>> BEGIN Supplied data

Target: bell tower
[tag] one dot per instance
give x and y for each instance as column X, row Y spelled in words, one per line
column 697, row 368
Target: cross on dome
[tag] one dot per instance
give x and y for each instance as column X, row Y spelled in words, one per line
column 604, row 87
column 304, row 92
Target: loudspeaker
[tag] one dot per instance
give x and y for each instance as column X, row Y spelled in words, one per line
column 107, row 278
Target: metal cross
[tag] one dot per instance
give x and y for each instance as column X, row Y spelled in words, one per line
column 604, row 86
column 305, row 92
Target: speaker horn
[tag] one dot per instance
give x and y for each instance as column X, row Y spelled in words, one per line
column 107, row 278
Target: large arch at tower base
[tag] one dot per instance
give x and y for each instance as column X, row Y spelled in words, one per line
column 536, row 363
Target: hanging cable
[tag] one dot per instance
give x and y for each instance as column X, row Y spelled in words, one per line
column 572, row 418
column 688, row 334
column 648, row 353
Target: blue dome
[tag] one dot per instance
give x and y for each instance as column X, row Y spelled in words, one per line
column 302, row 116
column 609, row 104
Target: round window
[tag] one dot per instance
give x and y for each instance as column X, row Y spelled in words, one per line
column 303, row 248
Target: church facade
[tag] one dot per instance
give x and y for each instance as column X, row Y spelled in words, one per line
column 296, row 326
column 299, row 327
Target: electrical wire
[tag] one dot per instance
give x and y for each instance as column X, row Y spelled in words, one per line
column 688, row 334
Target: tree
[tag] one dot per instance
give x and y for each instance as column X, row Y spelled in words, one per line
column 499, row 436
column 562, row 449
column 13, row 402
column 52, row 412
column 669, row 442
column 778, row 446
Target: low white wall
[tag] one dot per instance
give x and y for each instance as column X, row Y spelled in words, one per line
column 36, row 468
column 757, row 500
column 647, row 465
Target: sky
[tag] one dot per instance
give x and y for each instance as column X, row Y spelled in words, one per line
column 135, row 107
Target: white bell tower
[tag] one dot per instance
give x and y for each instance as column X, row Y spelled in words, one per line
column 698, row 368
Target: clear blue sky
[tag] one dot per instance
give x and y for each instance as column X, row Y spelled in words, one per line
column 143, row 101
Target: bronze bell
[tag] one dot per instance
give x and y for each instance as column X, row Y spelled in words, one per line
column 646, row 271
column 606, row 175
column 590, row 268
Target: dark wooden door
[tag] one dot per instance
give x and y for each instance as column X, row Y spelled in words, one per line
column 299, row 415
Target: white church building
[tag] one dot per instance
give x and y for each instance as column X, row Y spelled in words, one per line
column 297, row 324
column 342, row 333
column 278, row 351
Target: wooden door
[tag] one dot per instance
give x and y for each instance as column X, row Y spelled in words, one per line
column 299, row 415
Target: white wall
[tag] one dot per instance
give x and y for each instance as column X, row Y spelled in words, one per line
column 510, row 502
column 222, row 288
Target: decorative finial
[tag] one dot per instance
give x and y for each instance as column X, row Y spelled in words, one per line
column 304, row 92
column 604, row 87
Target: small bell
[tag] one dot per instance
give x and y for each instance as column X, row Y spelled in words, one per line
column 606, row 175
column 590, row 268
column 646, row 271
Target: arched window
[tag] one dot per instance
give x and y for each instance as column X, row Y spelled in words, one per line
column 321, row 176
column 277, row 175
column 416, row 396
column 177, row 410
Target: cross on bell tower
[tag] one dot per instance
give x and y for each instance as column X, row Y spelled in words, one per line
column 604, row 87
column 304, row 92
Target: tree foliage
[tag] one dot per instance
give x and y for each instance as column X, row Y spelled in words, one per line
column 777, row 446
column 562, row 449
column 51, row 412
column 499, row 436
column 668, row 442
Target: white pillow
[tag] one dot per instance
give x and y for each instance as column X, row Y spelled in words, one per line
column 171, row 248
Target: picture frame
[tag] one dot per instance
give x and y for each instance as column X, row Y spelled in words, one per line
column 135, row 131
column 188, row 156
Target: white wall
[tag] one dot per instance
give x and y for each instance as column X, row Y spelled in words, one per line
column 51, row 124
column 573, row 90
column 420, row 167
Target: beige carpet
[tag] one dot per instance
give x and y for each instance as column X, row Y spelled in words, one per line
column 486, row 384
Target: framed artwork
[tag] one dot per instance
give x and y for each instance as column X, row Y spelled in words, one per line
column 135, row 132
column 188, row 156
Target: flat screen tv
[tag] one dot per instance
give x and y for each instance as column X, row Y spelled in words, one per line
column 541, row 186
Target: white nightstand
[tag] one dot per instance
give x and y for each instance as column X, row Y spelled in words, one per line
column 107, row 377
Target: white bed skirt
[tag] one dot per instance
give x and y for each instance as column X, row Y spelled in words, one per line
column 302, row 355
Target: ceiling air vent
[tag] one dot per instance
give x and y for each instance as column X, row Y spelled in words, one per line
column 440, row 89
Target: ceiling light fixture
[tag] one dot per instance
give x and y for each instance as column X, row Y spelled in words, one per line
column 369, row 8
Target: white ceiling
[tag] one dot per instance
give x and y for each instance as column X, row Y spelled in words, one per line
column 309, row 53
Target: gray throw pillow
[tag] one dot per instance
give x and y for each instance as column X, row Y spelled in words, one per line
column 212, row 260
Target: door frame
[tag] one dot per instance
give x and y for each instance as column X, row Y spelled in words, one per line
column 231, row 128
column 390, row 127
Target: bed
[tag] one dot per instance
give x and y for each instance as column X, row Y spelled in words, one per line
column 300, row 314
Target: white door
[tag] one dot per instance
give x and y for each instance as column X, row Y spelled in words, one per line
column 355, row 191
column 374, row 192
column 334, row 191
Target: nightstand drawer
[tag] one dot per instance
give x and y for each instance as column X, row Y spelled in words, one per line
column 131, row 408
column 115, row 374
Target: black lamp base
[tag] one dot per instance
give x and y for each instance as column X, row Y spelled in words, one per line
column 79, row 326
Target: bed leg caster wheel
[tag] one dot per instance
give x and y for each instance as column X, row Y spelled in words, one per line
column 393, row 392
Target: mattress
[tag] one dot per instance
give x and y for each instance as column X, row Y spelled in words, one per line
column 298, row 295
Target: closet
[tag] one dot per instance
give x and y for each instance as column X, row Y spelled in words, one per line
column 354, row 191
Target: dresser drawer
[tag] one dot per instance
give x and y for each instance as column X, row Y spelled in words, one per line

>> END Supplied data

-- Directions --
Give all the records above as a numbered list, one line per item, and leave out any blank lines.

-- Full answer --
1. Target: bell tower
2. [tag] one dot per instance
3. give x and y for each instance as column X, row Y spelled in words, one per line
4. column 697, row 368
5. Target: cross on dome
6. [tag] one dot per instance
7. give x and y for each instance as column X, row Y spelled in words, one per line
8. column 604, row 87
9. column 304, row 92
10. Target: loudspeaker
11. [tag] one dot per instance
12. give x and y for each instance as column X, row Y spelled in words, one per line
13. column 107, row 278
14. Target: metal cross
15. [tag] one dot per instance
16. give x and y for each instance as column X, row Y spelled in words, one per line
17. column 604, row 86
18. column 305, row 92
19. Target: speaker horn
20. [tag] one dot per instance
21. give x and y for each instance as column X, row Y spelled in words, one per line
22. column 107, row 278
23. Target: large arch at tower base
24. [tag] one dot per instance
25. give x and y for each instance as column X, row Y spelled in words, one per line
26. column 536, row 363
27. Target: hanging cable
28. [tag] one dot per instance
29. give x and y for each instance as column X, row Y spelled in words, one per line
30. column 572, row 418
31. column 688, row 334
32. column 648, row 353
33. Target: blue dome
34. [tag] one dot per instance
35. give x and y for each instance as column X, row Y spelled in words, one per line
36. column 302, row 116
37. column 609, row 104
38. Target: round window
39. [tag] one dot per instance
40. give x and y for each instance as column X, row Y spelled in words, one per line
41. column 303, row 248
42. Target: church facade
43. [tag] one dot per instance
44. give x and y for each instance as column X, row Y spelled in words, one per line
45. column 296, row 326
46. column 299, row 327
47. Target: electrical wire
48. [tag] one dot per instance
49. give x and y for each instance as column X, row Y spelled in words, one per line
50. column 688, row 334
51. Target: tree
52. [tag] one dot per instance
53. give x and y for each instance as column X, row Y spelled in words, one per line
54. column 499, row 436
55. column 562, row 449
56. column 13, row 402
57. column 52, row 412
58. column 669, row 442
59. column 778, row 446
60. Target: low white wall
61. [tag] one dot per instance
62. give x and y for each instance as column X, row Y spelled in words, one per line
63. column 36, row 468
64. column 757, row 500
65. column 647, row 465
66. Target: sky
67. [tag] one dot per instance
68. give x and y for each instance as column X, row Y spelled in words, one per line
69. column 135, row 107
70. Target: white bell tower
71. [tag] one dot per instance
72. give x and y for each instance as column X, row Y spelled in words, one per line
73. column 698, row 368
74. Target: clear blue sky
75. [tag] one dot per instance
76. give x and y for each instance as column X, row Y spelled in words, one per line
77. column 143, row 101
78. Target: bronze bell
79. [tag] one dot per instance
80. give x and y for each instance as column X, row Y spelled in words, one per line
81. column 646, row 271
82. column 606, row 175
83. column 590, row 268
84. Target: dark wooden door
85. [tag] one dot per instance
86. give x and y for each instance as column X, row Y spelled in words, one per line
87. column 299, row 415
88. Target: white church building
89. [tag] one dot per instance
90. give x and y for each instance as column X, row Y spelled in words, one per line
91. column 297, row 324
92. column 342, row 333
93. column 278, row 351
94. Target: wooden door
95. [tag] one dot per instance
96. give x and y for each instance as column X, row Y spelled in words, one per line
97. column 299, row 415
98. Target: white wall
99. [tag] one dot per instance
100. give x and y for each instance as column X, row Y spelled in words, one per line
101. column 510, row 502
102. column 222, row 288
103. Target: decorative finial
104. [tag] one dot per instance
105. give x and y for each instance as column X, row Y spelled in words, one per line
106. column 304, row 92
107. column 604, row 87
108. Target: small bell
109. [tag] one dot per instance
110. give x and y for each instance as column X, row Y spelled in words, one per line
111. column 606, row 175
112. column 590, row 268
113. column 646, row 271
114. Target: arched window
115. [tag] one dot per instance
116. give x and y for each instance as column X, row Y spelled in words, one per line
117. column 321, row 176
118. column 277, row 175
119. column 416, row 396
120. column 177, row 410
121. Target: cross on bell tower
122. [tag] one dot per instance
123. give x and y for each instance as column X, row Y spelled in words, one per line
124. column 604, row 87
125. column 304, row 92
126. Target: tree foliage
127. [tag] one dot per instance
128. give x and y for each instance as column X, row Y spelled in words, one per line
129. column 777, row 446
130. column 562, row 449
131. column 51, row 412
132. column 499, row 436
133. column 668, row 442
134. Target: white pillow
135. [tag] one dot per instance
136. give x and y for each instance as column X, row Y spelled in words, one per line
137. column 171, row 248
138. Target: picture frame
139. [tag] one dot per instance
140. give x and y for each instance as column X, row Y spelled in words, one per line
141. column 135, row 131
142. column 188, row 156
143. Target: white wall
144. [tag] one dot per instance
145. give x and y for each instance as column X, row Y spelled in words, one per line
146. column 51, row 124
147. column 573, row 90
148. column 420, row 167
149. Target: beige carpet
150. [tag] one dot per instance
151. give x and y for each instance as column X, row Y spelled in words, one per line
152. column 486, row 384
153. Target: framed artwork
154. [tag] one dot per instance
155. give x and y for each instance as column X, row Y spelled in words, one per line
156. column 135, row 132
157. column 188, row 156
158. Target: flat screen tv
159. [tag] one dot per instance
160. give x and y for each instance as column X, row Y spelled in words, one per line
161. column 541, row 186
162. Target: white nightstand
163. [tag] one dot per instance
164. give x and y for each instance as column X, row Y spelled in words, one per line
165. column 107, row 377
166. Target: white bed skirt
167. [tag] one dot per instance
168. give x and y for each instance as column X, row Y spelled in words, one per line
169. column 302, row 355
170. Target: ceiling air vent
171. [tag] one dot per instance
172. give x and y for each instance as column X, row Y spelled in words, one per line
173. column 440, row 89
174. Target: ceiling light fixture
175. [tag] one dot per instance
176. give x and y for each instance as column X, row Y spelled in words, one per line
177. column 369, row 8
178. Target: white ceiling
179. [tag] one dot per instance
180. give x and y for each instance as column X, row Y spelled in words, one per line
181. column 309, row 53
182. Target: gray throw pillow
183. [tag] one dot per instance
184. give x and y for each instance as column X, row Y spelled in words, one per line
185. column 212, row 260
186. Target: door frame
187. [tag] one dot per instance
188. give x and y for each instance as column X, row Y spelled in words, one per line
189. column 231, row 128
190. column 390, row 127
191. Target: bed
192. [tag] one dot per instance
193. give x and y for each instance as column X, row Y spelled in words, one per line
194. column 300, row 314
195. Target: white door
196. [tag] one dot per instance
197. give x and y for each instance as column X, row Y spelled in words, one per line
198. column 355, row 191
199. column 374, row 192
200. column 334, row 191
201. Target: nightstand drawer
202. [tag] one dot per instance
203. give x and y for each instance as column X, row Y spelled in words, one per line
204. column 131, row 408
205. column 115, row 374
206. Target: black lamp base
207. [tag] one dot per instance
208. give x and y for each instance as column X, row Y spelled in words, one per line
209. column 79, row 326
210. Target: bed leg caster wheel
211. [tag] one dot per instance
212. give x and y for each instance as column X, row Y spelled in words, one per line
213. column 393, row 392
214. Target: mattress
215. [tag] one dot per instance
216. give x and y for each instance as column X, row Y spelled in words, one per line
217. column 298, row 295
218. Target: closet
219. [tag] one dot per instance
220. give x and y for each instance as column X, row Y spelled in words, one per line
221. column 354, row 191
222. Target: dresser drawer
223. [tag] one dot per instance
224. give x and y for each instance as column X, row Y spelled in words, one per line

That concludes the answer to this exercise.